Your objective> Through the last line of the entries, please copy every line exactly, starting with the one that contains "Report pixel corners".

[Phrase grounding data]
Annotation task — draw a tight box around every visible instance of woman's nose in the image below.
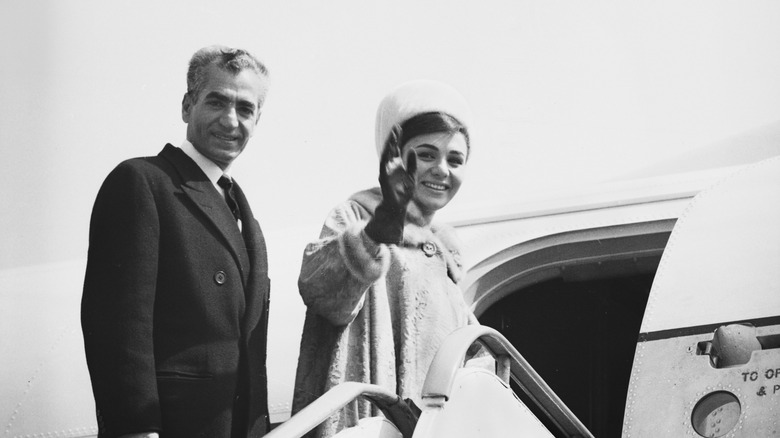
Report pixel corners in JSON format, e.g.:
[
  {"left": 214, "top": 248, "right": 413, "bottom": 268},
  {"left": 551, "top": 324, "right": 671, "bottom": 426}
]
[{"left": 431, "top": 159, "right": 449, "bottom": 177}]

Answer section>
Report pixel corners in JSON format, e.g.:
[
  {"left": 214, "top": 248, "right": 413, "bottom": 268},
  {"left": 551, "top": 324, "right": 671, "bottom": 426}
]
[{"left": 431, "top": 159, "right": 449, "bottom": 177}]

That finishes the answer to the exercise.